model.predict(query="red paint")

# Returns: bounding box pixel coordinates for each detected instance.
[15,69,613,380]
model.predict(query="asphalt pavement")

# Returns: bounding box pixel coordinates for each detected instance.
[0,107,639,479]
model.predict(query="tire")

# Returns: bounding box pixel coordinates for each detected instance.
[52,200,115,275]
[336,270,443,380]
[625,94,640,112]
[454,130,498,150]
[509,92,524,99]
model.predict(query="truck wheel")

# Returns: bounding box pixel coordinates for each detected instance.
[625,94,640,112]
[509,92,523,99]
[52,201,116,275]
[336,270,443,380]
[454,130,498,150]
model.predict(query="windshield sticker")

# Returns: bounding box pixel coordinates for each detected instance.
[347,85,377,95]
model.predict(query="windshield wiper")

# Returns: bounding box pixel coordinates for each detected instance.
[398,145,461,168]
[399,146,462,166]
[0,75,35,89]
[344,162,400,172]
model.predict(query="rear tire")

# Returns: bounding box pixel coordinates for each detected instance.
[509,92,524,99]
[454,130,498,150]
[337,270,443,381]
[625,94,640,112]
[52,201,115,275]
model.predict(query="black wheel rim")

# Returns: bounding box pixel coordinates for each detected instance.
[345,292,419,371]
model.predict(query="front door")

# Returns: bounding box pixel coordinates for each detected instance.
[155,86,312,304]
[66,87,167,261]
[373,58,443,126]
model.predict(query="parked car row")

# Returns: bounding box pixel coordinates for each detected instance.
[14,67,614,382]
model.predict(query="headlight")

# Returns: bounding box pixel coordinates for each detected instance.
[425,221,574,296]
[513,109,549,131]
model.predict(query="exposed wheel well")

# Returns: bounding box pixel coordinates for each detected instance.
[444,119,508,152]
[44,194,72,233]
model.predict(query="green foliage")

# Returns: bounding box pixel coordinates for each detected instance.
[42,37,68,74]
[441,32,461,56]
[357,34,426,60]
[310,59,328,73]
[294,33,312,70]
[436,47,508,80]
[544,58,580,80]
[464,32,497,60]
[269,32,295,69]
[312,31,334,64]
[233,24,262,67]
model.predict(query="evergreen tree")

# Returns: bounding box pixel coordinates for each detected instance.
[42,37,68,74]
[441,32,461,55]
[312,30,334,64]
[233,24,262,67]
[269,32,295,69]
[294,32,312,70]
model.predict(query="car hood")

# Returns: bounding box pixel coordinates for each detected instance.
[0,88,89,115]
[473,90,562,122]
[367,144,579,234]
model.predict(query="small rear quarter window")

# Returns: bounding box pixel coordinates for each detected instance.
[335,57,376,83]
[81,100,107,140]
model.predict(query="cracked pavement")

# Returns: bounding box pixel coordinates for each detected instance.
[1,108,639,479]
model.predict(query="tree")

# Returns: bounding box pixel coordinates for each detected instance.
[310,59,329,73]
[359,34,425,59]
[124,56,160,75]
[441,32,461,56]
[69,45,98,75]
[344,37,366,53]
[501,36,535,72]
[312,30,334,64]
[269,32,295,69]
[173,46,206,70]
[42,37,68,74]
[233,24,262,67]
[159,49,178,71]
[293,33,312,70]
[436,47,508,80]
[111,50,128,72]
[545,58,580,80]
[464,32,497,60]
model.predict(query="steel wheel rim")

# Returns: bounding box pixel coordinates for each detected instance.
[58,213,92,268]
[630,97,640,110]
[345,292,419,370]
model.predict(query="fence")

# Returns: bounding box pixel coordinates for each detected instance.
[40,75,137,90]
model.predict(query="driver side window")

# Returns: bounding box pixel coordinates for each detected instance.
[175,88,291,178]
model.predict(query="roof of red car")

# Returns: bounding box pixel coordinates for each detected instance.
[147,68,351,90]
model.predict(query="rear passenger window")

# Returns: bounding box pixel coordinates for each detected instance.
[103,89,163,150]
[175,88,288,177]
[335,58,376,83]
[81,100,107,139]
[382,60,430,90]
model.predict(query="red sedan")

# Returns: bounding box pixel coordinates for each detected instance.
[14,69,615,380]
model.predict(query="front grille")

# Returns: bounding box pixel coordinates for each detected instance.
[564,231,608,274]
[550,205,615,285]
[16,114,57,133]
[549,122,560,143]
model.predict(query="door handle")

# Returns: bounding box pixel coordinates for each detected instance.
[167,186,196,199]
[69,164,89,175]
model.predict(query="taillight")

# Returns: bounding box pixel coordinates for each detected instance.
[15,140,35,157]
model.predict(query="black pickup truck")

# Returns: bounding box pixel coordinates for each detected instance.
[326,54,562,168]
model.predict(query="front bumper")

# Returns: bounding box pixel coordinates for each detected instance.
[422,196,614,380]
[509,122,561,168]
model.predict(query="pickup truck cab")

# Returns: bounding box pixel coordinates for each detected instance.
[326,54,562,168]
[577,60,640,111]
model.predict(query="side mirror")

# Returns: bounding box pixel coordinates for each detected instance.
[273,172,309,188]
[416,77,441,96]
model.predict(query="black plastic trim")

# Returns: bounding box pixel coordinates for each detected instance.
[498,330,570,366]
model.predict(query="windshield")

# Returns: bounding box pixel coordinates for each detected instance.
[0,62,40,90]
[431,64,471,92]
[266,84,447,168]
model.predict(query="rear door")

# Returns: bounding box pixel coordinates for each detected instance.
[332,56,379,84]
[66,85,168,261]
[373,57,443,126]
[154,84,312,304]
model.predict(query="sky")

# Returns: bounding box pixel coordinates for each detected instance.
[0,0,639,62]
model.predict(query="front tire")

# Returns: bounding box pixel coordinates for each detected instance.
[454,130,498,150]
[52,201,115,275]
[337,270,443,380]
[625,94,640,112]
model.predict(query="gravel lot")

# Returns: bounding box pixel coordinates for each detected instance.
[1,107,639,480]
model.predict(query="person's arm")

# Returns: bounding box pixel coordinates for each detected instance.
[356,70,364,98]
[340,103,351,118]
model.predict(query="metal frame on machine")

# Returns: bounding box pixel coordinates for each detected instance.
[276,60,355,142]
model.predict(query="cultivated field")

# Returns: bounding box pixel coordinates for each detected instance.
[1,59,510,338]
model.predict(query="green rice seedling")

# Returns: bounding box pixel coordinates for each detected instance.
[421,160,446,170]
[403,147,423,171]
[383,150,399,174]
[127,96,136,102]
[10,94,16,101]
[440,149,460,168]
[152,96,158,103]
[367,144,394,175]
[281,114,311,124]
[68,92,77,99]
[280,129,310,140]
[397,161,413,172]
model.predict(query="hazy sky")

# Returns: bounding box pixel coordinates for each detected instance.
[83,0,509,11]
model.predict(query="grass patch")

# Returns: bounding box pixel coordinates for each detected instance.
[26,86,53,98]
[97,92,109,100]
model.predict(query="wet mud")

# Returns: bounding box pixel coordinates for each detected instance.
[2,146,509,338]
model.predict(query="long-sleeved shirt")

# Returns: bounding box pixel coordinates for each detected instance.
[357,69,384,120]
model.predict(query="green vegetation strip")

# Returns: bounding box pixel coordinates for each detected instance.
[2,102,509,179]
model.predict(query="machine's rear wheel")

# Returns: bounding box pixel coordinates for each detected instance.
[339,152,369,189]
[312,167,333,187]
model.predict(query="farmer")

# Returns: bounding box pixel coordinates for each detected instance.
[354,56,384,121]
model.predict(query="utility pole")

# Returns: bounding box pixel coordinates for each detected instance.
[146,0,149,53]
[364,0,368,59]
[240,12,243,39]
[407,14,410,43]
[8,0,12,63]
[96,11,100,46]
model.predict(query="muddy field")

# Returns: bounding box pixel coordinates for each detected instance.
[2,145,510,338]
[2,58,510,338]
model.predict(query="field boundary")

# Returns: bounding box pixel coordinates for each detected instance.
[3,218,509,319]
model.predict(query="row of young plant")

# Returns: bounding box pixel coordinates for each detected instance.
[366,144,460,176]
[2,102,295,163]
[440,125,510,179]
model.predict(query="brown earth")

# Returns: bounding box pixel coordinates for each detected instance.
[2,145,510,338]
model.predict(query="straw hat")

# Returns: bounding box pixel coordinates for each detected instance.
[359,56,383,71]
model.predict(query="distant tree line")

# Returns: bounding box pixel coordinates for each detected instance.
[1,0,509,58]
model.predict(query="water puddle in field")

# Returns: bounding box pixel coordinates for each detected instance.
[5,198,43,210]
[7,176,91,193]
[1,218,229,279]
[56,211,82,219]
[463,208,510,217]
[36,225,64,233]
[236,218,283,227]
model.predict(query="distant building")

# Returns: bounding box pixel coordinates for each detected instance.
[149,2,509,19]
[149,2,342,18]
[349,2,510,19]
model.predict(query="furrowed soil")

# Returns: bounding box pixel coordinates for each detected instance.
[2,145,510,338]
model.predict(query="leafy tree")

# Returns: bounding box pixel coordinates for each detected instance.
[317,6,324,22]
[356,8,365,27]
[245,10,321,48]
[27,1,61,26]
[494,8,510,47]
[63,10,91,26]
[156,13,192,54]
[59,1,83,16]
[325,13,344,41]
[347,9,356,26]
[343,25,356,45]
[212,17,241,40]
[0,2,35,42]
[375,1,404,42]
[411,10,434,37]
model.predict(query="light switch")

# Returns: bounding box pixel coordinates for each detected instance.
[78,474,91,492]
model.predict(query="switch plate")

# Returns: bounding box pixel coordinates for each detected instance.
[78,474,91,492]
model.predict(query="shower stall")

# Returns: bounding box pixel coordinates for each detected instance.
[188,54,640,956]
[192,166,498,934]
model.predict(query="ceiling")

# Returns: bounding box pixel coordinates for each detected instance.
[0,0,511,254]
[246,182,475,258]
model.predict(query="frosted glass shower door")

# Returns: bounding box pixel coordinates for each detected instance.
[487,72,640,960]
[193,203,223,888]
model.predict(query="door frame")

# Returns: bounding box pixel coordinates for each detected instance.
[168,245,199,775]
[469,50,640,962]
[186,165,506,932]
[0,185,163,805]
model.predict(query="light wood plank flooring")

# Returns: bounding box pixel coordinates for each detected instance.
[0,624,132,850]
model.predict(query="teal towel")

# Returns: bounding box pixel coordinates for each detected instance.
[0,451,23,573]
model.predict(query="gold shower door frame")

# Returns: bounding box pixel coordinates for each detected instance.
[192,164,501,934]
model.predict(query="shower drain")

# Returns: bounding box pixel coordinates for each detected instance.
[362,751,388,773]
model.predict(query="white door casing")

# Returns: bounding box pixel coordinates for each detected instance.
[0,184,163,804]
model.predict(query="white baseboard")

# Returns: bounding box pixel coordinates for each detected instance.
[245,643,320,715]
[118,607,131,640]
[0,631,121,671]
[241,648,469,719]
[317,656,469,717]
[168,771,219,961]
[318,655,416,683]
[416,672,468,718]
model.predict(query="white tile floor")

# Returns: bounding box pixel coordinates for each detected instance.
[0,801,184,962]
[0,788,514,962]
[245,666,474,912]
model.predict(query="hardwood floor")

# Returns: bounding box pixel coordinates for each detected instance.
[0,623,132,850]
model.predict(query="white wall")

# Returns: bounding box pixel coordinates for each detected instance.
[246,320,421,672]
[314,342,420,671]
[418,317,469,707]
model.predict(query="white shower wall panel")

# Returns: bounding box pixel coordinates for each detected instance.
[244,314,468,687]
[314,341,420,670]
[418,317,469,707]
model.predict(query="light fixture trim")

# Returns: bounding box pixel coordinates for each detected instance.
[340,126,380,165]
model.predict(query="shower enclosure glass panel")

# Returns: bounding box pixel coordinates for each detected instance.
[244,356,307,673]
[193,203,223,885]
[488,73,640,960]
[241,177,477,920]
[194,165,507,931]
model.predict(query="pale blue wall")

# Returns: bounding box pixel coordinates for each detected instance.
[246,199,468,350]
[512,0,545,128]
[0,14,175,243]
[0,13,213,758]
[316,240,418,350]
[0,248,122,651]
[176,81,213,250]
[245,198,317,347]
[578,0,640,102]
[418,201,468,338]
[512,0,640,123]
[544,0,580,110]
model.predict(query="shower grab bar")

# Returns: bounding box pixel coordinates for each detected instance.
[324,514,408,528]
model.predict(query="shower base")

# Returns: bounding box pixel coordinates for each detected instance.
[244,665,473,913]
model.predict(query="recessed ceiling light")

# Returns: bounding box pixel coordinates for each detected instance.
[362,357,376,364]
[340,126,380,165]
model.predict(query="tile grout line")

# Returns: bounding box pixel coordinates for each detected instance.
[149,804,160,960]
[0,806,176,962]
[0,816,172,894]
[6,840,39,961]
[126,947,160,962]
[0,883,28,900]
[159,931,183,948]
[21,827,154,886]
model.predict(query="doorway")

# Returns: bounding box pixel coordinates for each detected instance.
= = =
Task instructions:
A single number is the answer: the number of lines in the entries that contain "white".

Output of the task:
5